» Required work:
Copy out all of the material below, substituting "occurrence" for each "instance" and leaving everything else unchanged.

» Supplied data:
_ _ _

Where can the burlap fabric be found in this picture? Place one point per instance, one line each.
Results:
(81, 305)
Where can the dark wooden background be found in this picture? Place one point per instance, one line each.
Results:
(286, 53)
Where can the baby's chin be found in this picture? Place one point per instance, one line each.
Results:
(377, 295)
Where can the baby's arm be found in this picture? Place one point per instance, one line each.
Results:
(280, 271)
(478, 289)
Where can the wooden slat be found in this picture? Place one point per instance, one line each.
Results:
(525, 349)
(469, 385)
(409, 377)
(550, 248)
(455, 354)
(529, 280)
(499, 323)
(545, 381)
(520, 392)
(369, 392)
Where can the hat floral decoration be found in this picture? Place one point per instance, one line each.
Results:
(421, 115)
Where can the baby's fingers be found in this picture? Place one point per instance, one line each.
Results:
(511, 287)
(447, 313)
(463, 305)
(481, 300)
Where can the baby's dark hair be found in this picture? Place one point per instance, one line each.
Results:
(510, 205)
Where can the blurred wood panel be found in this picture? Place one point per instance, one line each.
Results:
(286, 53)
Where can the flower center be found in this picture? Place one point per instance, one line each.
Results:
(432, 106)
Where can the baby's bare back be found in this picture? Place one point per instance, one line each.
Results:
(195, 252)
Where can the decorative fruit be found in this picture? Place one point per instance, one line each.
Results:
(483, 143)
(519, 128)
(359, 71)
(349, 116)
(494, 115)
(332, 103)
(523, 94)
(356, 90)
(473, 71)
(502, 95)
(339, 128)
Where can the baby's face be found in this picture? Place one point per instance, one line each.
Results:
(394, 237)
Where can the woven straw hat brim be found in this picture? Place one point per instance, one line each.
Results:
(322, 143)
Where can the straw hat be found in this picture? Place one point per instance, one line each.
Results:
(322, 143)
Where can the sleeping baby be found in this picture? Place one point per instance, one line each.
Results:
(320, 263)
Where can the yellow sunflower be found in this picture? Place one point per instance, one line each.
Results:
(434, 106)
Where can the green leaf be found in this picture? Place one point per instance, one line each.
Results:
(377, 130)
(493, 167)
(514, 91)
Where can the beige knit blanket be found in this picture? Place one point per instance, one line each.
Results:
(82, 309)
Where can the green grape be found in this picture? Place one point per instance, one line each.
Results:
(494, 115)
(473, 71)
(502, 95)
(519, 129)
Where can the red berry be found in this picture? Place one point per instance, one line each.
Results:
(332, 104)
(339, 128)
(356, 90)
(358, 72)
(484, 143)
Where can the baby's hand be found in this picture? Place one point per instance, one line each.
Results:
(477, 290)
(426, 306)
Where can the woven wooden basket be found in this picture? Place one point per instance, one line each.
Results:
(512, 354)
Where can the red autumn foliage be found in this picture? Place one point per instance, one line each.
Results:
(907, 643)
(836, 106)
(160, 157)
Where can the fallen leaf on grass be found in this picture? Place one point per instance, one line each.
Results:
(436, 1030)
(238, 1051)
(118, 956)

_ _ _

» Exercise solution:
Where can the burlap fabric be found in this picture? Place one point per occurrence, one line each.
Results:
(81, 305)
Where can the dark wooden background be found in this picture? Place one point per occurrence, one line each.
Results:
(286, 53)
Where can the baby's chin be found in this picture? Place one point per occurrence, one line each.
Results:
(377, 295)
Where can the baby's arm be found in this picture? Place one point per occurrence, one line each.
Results:
(280, 271)
(478, 289)
Where can the wooden slat be found in this picture? Place one point per occurrence, one line each.
Results:
(525, 349)
(469, 385)
(409, 377)
(550, 248)
(455, 354)
(529, 280)
(499, 323)
(545, 381)
(520, 392)
(369, 392)
Where can the hat floral decoration be found in this picture? Place one point per occurrence, one line each.
Results:
(421, 115)
Where can the baby's fingers be found in this picture? Place one point per occurrence, one line each.
Results:
(511, 287)
(447, 313)
(463, 305)
(481, 300)
Where can the baby's dark hair be found in this picture? Place one point per occurrence, one line each.
Results:
(510, 205)
Where can the blurred wood panel be found in this picture? Place one point per occurrence, one line each.
Results:
(286, 53)
Where can the flower center be found in this picture? Place one point per occurrence, one line each.
Results:
(432, 106)
Where can the baby's bare back be found in this picture? Place one point per occurrence, one line each.
Results:
(195, 252)
Where can the decorative fruit be found in this picture? Place one point per occurrence, one line each.
Results:
(483, 143)
(519, 128)
(359, 71)
(349, 116)
(494, 115)
(332, 103)
(523, 94)
(356, 90)
(473, 71)
(502, 95)
(339, 128)
Where can the baby's face be found in this picture? Place one point per occurrence, one line each.
Results:
(394, 237)
Where can the woven straw hat brim be found in this picture? Place one point per occurrence, one line each.
Results:
(322, 143)
Where can the straw hat be found in this picture? Place one point per occurrence, one line each.
Results:
(322, 143)
Where can the sleeping baby be found in this picture? Place one point per occurrence, one line each.
Results:
(320, 263)
Where can the yellow sunflower be found in this picture? Place one point per occurrence, one line each.
Results:
(434, 106)
Where can the green leaf be found in this picture? Place one point per occurrence, one line each.
Results:
(377, 130)
(493, 167)
(514, 91)
Where can the beige knit blanket be found in this picture? Place one point per occurrence, one line each.
Results:
(82, 309)
Where can the green grape be found in this picture? Place one point per occurrence, one line each.
Results:
(494, 115)
(473, 71)
(502, 95)
(519, 129)
Where can the red berry be found in this picture? Place one point per occurrence, one line each.
Results:
(332, 104)
(339, 128)
(356, 90)
(358, 72)
(484, 143)
Where can the baby's hand be found in this picture? Place one point per occurrence, one line each.
Results:
(477, 290)
(426, 306)
Where can the woven wooden basket be found in this picture? Place one point per occurrence, one line each.
Results:
(512, 354)
Where can the red autumn foliage be found in this picture? Place one point per occurrence, one line each.
Results:
(907, 643)
(836, 106)
(160, 157)
Where can the fallen leaf on grass be found in this picture? Place one point per occurrence, one line each.
Results:
(436, 1030)
(238, 1051)
(118, 956)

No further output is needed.